Point placement records:
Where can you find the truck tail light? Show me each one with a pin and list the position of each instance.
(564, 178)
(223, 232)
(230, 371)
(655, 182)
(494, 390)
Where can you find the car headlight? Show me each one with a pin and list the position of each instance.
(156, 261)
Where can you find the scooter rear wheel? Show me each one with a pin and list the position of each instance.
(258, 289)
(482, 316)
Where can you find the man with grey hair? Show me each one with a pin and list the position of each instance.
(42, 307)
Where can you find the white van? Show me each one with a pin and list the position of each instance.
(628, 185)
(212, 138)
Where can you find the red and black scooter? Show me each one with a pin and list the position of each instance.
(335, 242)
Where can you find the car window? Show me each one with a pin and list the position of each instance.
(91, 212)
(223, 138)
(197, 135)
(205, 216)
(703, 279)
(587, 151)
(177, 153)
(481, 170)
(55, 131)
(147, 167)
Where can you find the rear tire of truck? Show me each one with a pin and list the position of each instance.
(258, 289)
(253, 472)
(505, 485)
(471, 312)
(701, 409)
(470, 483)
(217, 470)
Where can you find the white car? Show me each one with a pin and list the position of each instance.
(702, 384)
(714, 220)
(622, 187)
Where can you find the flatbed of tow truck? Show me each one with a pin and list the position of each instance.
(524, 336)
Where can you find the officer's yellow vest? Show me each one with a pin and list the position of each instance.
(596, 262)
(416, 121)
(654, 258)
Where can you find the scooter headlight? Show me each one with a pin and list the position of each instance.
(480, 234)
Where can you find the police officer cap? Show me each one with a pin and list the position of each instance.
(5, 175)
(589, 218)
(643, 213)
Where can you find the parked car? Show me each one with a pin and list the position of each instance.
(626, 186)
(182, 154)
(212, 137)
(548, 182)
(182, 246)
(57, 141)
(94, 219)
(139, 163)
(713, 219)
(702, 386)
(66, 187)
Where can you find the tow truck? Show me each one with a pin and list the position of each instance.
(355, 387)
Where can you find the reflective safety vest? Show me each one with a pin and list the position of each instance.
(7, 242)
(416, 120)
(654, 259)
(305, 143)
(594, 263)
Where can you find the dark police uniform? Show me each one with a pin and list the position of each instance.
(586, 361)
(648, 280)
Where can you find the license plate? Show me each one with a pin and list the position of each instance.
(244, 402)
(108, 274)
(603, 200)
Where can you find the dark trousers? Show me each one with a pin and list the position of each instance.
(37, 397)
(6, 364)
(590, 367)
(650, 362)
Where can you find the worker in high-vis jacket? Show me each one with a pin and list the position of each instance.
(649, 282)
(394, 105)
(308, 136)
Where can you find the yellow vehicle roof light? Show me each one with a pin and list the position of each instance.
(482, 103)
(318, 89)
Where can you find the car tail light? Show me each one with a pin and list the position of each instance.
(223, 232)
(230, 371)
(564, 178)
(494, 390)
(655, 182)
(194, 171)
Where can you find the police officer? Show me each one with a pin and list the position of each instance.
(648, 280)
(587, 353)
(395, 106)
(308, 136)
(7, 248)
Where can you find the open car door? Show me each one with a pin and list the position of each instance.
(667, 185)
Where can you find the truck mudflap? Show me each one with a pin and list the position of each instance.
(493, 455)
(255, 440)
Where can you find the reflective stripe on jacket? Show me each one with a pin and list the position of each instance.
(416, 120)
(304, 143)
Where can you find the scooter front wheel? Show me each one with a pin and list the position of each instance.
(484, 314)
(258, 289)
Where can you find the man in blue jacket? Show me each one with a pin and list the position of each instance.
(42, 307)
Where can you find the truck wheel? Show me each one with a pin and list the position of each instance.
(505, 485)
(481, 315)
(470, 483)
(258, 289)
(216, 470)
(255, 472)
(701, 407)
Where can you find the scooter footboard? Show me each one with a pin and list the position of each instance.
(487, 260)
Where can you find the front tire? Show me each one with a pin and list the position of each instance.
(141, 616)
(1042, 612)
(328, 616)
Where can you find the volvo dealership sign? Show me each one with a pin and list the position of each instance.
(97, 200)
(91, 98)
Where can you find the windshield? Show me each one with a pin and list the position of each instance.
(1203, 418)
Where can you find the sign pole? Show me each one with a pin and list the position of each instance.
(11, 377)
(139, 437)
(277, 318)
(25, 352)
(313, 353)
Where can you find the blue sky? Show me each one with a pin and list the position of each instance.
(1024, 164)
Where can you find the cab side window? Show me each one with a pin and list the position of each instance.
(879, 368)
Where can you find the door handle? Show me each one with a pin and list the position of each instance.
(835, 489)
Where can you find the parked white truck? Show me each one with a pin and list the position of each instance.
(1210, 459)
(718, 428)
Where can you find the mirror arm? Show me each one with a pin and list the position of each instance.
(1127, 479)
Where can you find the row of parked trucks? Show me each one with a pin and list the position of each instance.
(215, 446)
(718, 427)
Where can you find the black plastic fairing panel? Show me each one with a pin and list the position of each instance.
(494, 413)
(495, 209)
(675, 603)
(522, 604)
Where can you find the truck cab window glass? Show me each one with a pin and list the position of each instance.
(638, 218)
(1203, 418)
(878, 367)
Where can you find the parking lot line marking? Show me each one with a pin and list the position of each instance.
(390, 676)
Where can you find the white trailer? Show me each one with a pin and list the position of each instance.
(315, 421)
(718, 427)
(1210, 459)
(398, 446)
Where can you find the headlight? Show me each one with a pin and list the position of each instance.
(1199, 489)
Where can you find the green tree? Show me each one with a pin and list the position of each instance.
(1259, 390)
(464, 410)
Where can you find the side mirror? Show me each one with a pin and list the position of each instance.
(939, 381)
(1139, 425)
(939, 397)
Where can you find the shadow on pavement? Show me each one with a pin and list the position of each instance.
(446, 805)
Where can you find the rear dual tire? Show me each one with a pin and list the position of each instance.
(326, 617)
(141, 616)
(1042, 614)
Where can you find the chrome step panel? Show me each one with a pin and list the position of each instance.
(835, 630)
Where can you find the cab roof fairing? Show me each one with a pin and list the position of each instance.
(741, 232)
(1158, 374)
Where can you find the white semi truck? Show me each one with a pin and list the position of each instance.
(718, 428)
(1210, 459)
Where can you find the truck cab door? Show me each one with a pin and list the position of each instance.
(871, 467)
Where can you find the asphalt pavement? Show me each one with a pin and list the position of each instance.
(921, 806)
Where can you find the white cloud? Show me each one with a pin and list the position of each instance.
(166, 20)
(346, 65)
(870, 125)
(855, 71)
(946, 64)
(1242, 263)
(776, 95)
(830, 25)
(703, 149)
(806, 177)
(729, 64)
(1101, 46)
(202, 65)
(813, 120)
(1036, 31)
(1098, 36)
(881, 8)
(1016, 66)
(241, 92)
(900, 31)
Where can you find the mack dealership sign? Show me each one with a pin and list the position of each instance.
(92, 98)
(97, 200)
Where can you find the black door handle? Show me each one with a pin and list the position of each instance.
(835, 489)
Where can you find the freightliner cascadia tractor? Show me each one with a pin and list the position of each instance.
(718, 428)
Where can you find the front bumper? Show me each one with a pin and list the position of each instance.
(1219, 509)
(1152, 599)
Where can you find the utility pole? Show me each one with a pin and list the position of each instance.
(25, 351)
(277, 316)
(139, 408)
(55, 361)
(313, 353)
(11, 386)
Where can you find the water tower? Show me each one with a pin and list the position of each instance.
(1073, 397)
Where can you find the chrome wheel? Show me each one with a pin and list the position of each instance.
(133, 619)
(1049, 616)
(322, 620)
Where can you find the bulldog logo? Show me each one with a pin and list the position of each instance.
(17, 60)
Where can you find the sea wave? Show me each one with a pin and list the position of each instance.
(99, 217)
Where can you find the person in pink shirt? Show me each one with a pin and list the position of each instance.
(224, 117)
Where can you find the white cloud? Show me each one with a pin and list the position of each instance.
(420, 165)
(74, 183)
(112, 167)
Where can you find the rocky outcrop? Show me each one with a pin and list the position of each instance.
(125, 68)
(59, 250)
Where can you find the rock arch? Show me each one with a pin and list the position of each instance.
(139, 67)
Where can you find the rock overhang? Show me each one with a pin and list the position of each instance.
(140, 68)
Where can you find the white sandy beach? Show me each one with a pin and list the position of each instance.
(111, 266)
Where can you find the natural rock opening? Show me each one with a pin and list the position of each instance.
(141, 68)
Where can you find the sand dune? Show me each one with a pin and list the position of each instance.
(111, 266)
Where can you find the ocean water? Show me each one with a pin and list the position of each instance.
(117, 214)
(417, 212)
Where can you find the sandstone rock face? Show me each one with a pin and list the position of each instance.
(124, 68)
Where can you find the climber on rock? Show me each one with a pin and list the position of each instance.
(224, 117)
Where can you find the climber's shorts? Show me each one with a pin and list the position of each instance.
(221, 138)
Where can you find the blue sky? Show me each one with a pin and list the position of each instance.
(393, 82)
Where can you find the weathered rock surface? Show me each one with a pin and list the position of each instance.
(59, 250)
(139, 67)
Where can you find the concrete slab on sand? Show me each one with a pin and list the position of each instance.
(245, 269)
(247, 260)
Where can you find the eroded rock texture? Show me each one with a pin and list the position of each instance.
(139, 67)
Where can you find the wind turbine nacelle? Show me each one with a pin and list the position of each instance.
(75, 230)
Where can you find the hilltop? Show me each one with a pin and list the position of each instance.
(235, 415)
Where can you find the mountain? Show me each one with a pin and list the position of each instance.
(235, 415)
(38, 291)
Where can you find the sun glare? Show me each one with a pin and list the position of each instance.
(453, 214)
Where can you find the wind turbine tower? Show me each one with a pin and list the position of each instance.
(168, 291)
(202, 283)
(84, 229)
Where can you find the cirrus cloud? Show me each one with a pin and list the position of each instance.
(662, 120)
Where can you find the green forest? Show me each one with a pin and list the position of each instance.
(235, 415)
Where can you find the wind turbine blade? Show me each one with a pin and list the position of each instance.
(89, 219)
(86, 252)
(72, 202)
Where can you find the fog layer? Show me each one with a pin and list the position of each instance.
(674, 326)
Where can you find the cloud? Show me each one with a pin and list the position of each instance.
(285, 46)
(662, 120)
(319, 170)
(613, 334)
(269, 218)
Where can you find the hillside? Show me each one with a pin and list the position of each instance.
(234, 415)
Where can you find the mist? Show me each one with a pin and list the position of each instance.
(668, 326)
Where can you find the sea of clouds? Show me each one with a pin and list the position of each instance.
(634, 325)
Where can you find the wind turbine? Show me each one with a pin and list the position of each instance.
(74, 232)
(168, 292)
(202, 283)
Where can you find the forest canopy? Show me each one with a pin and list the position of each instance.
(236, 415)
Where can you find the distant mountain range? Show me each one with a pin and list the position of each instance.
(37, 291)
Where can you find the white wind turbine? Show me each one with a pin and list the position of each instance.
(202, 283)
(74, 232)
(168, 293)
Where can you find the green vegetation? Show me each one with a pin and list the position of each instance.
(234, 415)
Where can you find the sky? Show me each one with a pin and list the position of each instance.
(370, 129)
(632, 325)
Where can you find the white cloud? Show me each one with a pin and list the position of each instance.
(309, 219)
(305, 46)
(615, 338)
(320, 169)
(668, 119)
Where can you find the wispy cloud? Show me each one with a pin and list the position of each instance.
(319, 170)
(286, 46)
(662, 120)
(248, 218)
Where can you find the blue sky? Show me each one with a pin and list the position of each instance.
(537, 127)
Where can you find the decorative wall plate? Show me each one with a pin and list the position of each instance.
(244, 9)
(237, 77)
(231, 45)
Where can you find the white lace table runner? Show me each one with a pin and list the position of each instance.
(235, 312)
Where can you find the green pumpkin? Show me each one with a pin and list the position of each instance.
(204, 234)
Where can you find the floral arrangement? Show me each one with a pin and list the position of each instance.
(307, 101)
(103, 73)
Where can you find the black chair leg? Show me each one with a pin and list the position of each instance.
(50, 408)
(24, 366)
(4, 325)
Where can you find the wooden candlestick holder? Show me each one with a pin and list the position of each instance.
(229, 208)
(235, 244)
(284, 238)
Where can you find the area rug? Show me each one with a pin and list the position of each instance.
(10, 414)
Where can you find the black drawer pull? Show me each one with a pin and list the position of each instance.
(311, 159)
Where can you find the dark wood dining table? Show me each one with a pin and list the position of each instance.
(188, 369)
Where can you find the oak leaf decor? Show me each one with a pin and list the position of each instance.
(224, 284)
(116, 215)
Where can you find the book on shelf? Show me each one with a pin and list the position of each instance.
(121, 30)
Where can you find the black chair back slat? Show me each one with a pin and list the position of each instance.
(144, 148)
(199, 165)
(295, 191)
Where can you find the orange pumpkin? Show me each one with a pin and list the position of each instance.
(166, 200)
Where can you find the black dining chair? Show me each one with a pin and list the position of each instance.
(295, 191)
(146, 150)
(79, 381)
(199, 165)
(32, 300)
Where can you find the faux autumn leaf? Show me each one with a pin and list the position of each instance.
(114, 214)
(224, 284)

> [REQUEST] Copy the lines of the material above word for word, starting at the line that contains "Where can you find the black door" and ending at the line that contains "(1152, 599)", with both of those lines included.

> [THE RESULT]
Where can you find the black door handle? Show me each one with a pin and list the position of each instance.
(835, 489)
Where can you find the freightliner cascadia tractor? Show me each one with a pin and list the position of each instance.
(718, 428)
Where can you find the front bumper? Show me each one with a pin and list the position of each instance.
(1219, 509)
(1152, 599)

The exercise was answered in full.